### [EXCERPTED PASSAGE]

================================

Husband, wife artists inspire each other

Patty Albin moves boxes of items before opening her and her husband’s booth at the Central Pennsylvania Festival of the Arts on Friday.
Patty Albin moves boxes of items before opening her and her husband’s booth at the Central Pennsylvania Festival of the Arts on Friday. CDT photo

Amid the talented artisans of the Central Pennsylvania Festival of the Arts, it would be nearly impossible to guess which tent featured two entirely self-taught artists.

Mike Albin has never received formal training in photography and his wife, Patty Albin, has never been professionally trained in painting.

Nonetheless, the couple from central Tennessee have won more than 40 awards for their unique combination of photography and painting.

They also won Best in Show 2-D in 2007 at the Gold Coast River North Art Festival in Chicago. At the time, it was rated the No. 1 fine arts festival in the country, “which is crazy for two self-taught artists,” Mike Albin said.

“We have a pretty amazing story; we met on a blind date in 1997. We’re both self-taught, neither one of us had any confidence in our abilities until after we got together,” Mike Albin said. “Photography was a hobby for me and painting and drawing were hobbies for her. We got together and inspired and encouraged each other.”

Mike photographs nature scenes, then Patty continues the photograph by painting onto the frame around it.

The idea for their collaborative art began forming after the couple moved in together.

“At the time, we were living in Fort Lauderdale and I was doing a lot of scuba diving with an underwater camera,” Mike Albin said. “I had a room in our house, before she moved in, that was all my underwater photographs, which I had gone to Wal-Mart and bought mattes and frames for. I knew nothing about framing.”

Patty Albin, however, did have experience with frames.

“Well, in high school she used to work in a frame shop,” said Mike Albin. “Three months after we met and she moved in with me — it was kind of a love-at-first-sight kind of thing — she saw the reef room, and she said, ‘You’ve got some great photographs, but your framing stinks.’ ”

================================

### [DATASET]
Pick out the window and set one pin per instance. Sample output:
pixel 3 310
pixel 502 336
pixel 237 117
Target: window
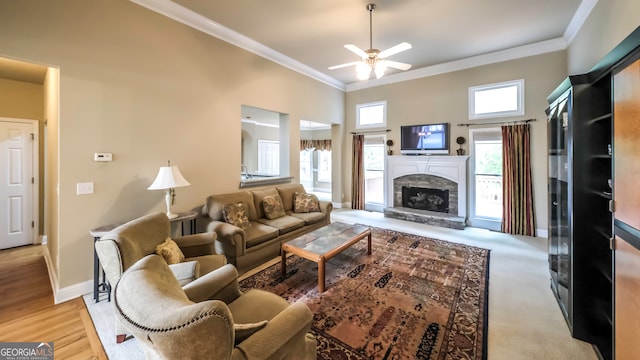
pixel 324 166
pixel 496 100
pixel 486 178
pixel 305 166
pixel 268 157
pixel 371 115
pixel 374 172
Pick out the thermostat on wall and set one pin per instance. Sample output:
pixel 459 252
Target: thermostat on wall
pixel 102 157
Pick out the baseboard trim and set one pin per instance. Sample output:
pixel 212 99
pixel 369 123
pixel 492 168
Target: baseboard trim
pixel 69 292
pixel 73 291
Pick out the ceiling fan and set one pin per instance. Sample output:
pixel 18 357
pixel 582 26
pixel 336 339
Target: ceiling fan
pixel 374 59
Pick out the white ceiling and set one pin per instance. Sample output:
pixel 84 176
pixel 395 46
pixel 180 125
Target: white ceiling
pixel 309 36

================================

### [YOUR INSTRUCTIONS]
Answer these about the article on the husband-and-wife artists:
(a) How many awards has the couple won for combining photography and painting?
(b) In what year did they meet on a blind date?
(c) Where did Patty Albin work in high school?

### [RESPONSE TO THE TASK]
(a) More than 40.
(b) 1997.
(c) A frame shop.